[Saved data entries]
##############################
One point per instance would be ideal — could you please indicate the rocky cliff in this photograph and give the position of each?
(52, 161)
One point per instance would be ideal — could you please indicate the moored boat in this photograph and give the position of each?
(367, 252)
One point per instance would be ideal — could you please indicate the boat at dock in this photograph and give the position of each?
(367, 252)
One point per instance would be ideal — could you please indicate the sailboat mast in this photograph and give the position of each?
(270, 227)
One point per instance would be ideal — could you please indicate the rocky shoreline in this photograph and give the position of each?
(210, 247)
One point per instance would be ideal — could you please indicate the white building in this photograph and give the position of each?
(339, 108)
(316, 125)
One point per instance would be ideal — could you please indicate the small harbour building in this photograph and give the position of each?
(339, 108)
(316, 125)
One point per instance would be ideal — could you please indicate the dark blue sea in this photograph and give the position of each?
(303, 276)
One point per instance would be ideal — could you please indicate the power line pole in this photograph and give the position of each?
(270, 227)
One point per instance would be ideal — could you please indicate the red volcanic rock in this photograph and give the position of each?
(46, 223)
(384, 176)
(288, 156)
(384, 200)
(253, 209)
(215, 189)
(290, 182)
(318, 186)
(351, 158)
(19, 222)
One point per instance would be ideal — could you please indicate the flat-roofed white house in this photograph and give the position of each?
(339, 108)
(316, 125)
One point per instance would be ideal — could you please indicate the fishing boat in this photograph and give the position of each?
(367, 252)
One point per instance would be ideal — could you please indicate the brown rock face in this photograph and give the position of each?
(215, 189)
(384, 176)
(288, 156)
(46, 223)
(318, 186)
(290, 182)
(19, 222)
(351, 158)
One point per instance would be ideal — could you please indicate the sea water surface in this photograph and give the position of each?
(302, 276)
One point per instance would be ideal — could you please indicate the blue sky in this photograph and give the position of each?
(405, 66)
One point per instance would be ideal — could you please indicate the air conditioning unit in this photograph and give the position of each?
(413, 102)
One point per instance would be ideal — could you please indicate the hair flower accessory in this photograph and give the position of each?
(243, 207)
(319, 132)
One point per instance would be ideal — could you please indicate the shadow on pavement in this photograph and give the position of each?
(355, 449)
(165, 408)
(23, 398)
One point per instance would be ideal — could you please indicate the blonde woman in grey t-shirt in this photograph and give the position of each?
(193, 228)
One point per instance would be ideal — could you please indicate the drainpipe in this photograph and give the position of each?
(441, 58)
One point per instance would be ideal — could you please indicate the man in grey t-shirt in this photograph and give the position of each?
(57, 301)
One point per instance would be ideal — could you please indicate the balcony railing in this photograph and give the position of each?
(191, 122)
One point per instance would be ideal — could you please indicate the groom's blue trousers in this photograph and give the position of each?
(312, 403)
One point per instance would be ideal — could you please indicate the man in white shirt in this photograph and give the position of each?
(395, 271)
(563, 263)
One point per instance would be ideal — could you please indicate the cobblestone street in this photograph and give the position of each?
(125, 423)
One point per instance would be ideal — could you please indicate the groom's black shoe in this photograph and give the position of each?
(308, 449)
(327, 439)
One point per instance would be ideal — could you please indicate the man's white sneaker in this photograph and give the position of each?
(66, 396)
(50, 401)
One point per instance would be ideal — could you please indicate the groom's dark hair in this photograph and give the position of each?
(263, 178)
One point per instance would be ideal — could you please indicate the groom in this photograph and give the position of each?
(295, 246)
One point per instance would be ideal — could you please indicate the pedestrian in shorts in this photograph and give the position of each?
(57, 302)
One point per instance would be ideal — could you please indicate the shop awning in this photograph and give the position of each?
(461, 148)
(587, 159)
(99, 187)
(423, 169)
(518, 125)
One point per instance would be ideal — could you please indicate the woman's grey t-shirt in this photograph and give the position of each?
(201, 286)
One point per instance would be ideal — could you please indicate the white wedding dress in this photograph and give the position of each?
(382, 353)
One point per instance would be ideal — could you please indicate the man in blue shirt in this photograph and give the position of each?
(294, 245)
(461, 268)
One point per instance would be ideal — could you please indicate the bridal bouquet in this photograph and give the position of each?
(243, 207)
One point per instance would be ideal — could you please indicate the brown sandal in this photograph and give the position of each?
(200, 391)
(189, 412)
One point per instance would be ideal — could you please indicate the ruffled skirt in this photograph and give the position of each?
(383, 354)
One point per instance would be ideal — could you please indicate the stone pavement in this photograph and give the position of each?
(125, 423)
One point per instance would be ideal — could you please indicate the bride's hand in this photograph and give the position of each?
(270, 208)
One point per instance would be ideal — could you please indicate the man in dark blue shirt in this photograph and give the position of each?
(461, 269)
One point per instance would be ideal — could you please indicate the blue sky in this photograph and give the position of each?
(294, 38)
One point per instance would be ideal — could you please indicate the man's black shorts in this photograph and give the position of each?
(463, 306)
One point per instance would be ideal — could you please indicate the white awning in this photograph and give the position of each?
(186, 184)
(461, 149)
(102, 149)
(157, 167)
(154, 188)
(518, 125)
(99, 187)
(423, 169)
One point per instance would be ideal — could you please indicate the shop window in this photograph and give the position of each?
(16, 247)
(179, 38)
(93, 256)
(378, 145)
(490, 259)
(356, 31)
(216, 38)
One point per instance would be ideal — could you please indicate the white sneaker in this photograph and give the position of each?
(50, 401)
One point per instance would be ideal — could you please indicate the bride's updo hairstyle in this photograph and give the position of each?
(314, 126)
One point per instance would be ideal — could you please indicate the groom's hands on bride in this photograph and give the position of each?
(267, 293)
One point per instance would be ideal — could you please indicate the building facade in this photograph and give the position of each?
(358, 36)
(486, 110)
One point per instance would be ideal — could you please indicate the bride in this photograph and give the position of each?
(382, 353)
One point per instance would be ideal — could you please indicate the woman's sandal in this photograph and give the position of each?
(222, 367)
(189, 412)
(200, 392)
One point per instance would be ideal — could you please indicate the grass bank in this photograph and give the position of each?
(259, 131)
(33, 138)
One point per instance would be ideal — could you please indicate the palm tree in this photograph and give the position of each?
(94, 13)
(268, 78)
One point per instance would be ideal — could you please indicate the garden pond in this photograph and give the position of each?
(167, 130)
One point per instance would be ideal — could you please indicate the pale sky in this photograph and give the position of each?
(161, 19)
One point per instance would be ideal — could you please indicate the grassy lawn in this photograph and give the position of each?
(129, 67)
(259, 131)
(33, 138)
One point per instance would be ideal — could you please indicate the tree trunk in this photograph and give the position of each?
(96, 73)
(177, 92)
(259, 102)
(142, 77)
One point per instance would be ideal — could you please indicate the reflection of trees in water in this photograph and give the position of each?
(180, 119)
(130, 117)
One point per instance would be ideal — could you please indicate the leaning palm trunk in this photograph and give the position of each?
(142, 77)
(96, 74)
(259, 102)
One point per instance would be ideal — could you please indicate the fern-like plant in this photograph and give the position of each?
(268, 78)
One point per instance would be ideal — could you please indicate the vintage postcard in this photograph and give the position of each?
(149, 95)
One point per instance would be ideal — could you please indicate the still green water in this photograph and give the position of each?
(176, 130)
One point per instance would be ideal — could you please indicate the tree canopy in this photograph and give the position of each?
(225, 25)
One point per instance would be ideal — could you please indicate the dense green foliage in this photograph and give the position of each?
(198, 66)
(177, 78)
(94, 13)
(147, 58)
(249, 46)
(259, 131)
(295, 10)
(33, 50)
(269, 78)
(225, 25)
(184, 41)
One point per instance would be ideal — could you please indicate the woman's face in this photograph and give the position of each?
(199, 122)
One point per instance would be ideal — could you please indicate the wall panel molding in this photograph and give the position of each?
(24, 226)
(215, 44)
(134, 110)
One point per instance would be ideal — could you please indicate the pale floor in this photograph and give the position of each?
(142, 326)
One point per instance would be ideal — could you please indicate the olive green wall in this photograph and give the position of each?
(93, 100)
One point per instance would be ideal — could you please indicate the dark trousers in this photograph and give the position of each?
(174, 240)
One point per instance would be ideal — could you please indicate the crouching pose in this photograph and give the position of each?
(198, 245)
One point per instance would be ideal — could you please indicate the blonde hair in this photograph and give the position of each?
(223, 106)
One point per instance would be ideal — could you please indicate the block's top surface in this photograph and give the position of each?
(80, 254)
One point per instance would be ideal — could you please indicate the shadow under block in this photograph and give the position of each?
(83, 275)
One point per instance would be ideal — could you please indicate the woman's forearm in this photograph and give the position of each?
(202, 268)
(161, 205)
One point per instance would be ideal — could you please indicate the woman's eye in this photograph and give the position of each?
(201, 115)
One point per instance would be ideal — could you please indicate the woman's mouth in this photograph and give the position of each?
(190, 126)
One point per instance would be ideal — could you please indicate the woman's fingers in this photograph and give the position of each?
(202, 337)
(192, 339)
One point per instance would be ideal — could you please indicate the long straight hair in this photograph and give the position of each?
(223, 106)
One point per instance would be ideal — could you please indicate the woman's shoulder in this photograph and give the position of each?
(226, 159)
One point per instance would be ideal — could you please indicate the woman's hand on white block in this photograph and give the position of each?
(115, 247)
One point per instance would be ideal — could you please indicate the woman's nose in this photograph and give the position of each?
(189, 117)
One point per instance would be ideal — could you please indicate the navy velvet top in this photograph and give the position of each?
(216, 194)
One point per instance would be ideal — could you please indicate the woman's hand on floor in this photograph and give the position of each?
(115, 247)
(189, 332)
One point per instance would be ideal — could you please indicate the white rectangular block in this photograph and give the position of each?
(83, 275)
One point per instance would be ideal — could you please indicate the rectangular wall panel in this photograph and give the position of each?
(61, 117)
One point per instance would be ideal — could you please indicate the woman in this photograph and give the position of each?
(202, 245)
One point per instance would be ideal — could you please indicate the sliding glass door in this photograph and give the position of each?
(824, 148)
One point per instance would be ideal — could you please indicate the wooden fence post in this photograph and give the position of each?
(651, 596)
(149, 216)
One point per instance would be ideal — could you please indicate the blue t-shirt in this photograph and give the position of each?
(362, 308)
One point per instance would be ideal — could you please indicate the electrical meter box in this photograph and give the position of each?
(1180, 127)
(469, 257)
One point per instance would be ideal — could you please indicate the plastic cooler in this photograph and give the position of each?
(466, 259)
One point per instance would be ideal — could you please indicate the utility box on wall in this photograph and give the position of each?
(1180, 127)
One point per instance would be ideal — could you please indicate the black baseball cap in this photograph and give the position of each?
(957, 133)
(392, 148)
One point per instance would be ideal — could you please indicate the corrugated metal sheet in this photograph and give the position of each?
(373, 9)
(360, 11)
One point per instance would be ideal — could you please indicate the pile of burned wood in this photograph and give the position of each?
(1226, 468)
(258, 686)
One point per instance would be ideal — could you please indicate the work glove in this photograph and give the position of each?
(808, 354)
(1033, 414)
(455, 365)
##############################
§ To do:
The line containing "indicate the black" marks the start; retype it and each line after it through the end of the records above, exactly.

§ Solution for this problem:
One point per instance would be ideal — could you please indicate the black baseball cap in this photograph and give the position of each?
(957, 133)
(392, 148)
One point per instance would be ideal — could you please indicate the corrugated metal sheet in this photograph and give the position of each?
(373, 9)
(360, 11)
One point per instance would be ideal — could you please indicate the pile of burned wood in this photograph and give the position of each?
(1226, 468)
(258, 686)
One point per instance would be ideal — could you please indicate the work glove in this photograph and give the position of each?
(808, 354)
(1033, 414)
(455, 365)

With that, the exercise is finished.